### ASSIGNMENT:
In the records below, find each line with "instance" and copy it.

### SUPPLIED MATERIAL:
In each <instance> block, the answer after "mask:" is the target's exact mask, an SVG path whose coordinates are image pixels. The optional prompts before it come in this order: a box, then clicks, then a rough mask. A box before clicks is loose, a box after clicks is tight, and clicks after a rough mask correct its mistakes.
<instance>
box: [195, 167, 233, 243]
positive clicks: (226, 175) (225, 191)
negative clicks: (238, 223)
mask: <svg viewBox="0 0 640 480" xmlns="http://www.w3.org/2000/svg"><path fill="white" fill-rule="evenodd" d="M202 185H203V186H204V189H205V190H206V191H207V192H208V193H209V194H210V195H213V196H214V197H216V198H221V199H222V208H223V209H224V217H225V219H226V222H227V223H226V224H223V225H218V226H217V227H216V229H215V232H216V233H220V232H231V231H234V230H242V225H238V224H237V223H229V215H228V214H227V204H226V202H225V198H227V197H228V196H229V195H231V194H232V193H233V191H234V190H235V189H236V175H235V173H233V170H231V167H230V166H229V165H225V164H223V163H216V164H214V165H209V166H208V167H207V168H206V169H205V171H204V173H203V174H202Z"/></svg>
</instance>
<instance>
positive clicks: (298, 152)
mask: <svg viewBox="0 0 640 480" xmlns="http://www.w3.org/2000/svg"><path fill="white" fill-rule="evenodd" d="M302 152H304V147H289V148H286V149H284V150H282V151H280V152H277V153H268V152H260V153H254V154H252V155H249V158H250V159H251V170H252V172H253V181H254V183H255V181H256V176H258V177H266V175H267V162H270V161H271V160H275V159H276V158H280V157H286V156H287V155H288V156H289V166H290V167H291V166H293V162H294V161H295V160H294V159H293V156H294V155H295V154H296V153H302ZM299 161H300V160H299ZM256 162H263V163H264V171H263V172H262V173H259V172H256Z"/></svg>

### EXPECTED OUTPUT:
In each <instance> block, the answer after "mask:" is the target's exact mask, an SVG path whose coordinates are image pixels. The optional prompts before it come in this order: a box, then clicks, then a rough mask. A box before clicks is loose, a box after clicks is tight, and clicks after a rough mask correct its mistakes.
<instance>
</instance>
<instance>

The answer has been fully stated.